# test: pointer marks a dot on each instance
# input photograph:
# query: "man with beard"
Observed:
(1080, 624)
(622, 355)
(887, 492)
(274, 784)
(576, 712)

··········

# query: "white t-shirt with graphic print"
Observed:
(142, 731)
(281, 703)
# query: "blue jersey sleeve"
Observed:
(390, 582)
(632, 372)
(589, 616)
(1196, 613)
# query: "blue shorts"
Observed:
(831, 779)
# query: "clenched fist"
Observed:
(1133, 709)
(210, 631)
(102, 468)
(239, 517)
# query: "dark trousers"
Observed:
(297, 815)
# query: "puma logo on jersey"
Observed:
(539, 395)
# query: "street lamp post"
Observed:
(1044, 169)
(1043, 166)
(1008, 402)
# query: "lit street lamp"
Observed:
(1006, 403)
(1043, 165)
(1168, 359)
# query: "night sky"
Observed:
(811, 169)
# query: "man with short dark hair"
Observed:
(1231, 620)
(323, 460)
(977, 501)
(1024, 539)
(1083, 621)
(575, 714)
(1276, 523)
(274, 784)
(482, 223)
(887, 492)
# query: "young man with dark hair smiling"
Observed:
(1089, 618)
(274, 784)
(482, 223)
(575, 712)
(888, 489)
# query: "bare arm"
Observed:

··········

THE PROBLEM. Scan the listing and report each line where the word "street" shows up.

RESPONSE BOX.
# query: "street lamp post"
# query: "lit street lamp"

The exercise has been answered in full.